╭─ Passage

REGIONAL DIRECTOR ANIERE: Slow Food started in Italy. We’re not a profitable organization but we’re very much more than anything else because everybody eats. And it started in Italy in mid ‘80s and due to a global change that was taking place in Italy with the starting up—or the idea of a starting up with McDonalds in Rome. At the same time where Slow Food started and still at today in Bra, in Northern Italy; there was also the winemakers of the Langhe that were going into the international market. We’re trying to compete against an international market.

So they were trigger—so there was this international industrialized food, fast food coming in to Italy and at the same time small scale producers we’re trying to provide an industrialized product that have never been there in the past. Carlo Petrini trainee who was a food writer activist, food connoisseur, wine connoisseur based in Bra saw these things and envisioned the potential that Italy was going to lose its food culture which also meant its food cuisine culture which also had impact on a small scale farmer.

So with that, he saw that… in that scenario there was a threat or a risk of industrialized food or what was referred to as fast food have an impact on food culture in Italy but also the culture in general. So he and is friends had conversations, talked about it, philosophized about it and they said ‘well fast food is creating change in our environment, in our culture. So what can we do to resist this or prevent this from happening or what can we do to safeguard our culture in our food and our wine and our farmers.’

So what they said is that they would create an organization or movement called fast cultural food which is in contrast to fast food. From that, it started in Italy. They setup membership, they setup association, people got involved. It was very much about people eating and maintaining the consumption side of things.

╰─

» Exercise 1: Could you write out the entries from the line containing "Practice. Pick out the promenade" down to the end of the entries, replacing "Target" with "Goal" and leaving everything else unchanged?
The Slow Food passage and the entries below are unrelated to each other.

╭─ Information given

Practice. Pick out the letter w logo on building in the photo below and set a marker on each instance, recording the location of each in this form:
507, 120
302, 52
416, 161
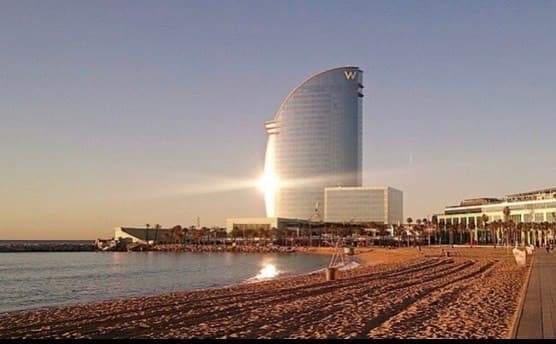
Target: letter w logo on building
350, 74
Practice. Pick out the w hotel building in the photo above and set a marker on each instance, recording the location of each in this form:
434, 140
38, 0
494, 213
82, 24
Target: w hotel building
314, 141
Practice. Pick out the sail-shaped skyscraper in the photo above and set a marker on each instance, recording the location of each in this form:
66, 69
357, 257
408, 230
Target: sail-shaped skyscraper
314, 141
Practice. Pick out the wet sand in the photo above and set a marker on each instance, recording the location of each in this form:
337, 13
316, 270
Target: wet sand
398, 293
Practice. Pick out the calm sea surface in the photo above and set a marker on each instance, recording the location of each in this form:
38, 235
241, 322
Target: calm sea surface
39, 279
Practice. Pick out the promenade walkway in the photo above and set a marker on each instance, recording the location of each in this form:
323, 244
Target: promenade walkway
538, 316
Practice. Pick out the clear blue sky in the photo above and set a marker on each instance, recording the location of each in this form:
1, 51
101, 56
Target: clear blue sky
132, 112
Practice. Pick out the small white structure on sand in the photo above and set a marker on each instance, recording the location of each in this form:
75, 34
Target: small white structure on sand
520, 256
530, 249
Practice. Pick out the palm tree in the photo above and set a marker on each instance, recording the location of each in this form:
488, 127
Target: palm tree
484, 222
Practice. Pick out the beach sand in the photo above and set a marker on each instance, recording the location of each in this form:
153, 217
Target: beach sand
397, 293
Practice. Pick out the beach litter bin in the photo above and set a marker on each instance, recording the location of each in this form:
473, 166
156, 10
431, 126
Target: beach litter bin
331, 274
349, 251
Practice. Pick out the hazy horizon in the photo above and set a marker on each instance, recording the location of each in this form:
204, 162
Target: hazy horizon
133, 112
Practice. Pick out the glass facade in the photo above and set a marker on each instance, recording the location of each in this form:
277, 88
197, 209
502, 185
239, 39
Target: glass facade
315, 141
363, 204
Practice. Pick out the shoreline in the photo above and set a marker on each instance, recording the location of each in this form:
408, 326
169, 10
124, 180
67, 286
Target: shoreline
415, 294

╰─

» Exercise 2: Can you reproduce the Slow Food passage word for word, in full?

» Finished answer 1:
Practice. Pick out the promenade walkway in the photo above and set a marker on each instance, recording the location of each in this form:
323, 244
Goal: promenade walkway
538, 316
Practice. Pick out the clear blue sky in the photo above and set a marker on each instance, recording the location of each in this form:
1, 51
101, 56
Goal: clear blue sky
132, 112
Practice. Pick out the small white structure on sand in the photo above and set a marker on each instance, recording the location of each in this form:
75, 34
Goal: small white structure on sand
520, 256
530, 249
Practice. Pick out the palm tree in the photo above and set a marker on each instance, recording the location of each in this form:
488, 127
Goal: palm tree
484, 222
Practice. Pick out the beach sand in the photo above and set a marker on each instance, recording the location of each in this form:
153, 217
Goal: beach sand
397, 293
Practice. Pick out the beach litter bin in the photo above and set a marker on each instance, recording the location of each in this form:
473, 166
156, 10
431, 126
Goal: beach litter bin
331, 274
349, 251
Practice. Pick out the hazy horizon in the photo above and set a marker on each instance, recording the location of each in this form:
204, 162
Goal: hazy horizon
133, 112
Practice. Pick out the glass facade in the photo above and set a marker on each instance, recording the location of each in this form:
277, 88
197, 209
502, 185
239, 39
Goal: glass facade
315, 141
363, 204
Practice. Pick out the shoreline in the photo above and set a marker on each instance, recording the location of each in this form:
408, 326
169, 10
124, 180
67, 286
Goal: shoreline
415, 294

» Finished answer 2:
REGIONAL DIRECTOR ANIERE: Slow Food started in Italy. We’re not a profitable organization but we’re very much more than anything else because everybody eats. And it started in Italy in mid ‘80s and due to a global change that was taking place in Italy with the starting up—or the idea of a starting up with McDonalds in Rome. At the same time where Slow Food started and still at today in Bra, in Northern Italy; there was also the winemakers of the Langhe that were going into the international market. We’re trying to compete against an international market.

So they were trigger—so there was this international industrialized food, fast food coming in to Italy and at the same time small scale producers we’re trying to provide an industrialized product that have never been there in the past. Carlo Petrini trainee who was a food writer activist, food connoisseur, wine connoisseur based in Bra saw these things and envisioned the potential that Italy was going to lose its food culture which also meant its food cuisine culture which also had impact on a small scale farmer.

So with that, he saw that… in that scenario there was a threat or a risk of industrialized food or what was referred to as fast food have an impact on food culture in Italy but also the culture in general. So he and is friends had conversations, talked about it, philosophized about it and they said ‘well fast food is creating change in our environment, in our culture. So what can we do to resist this or prevent this from happening or what can we do to safeguard our culture in our food and our wine and our farmers.’

So what they said is that they would create an organization or movement called fast cultural food which is in contrast to fast food. From that, it started in Italy. They setup membership, they setup association, people got involved. It was very much about people eating and maintaining the consumption side of things.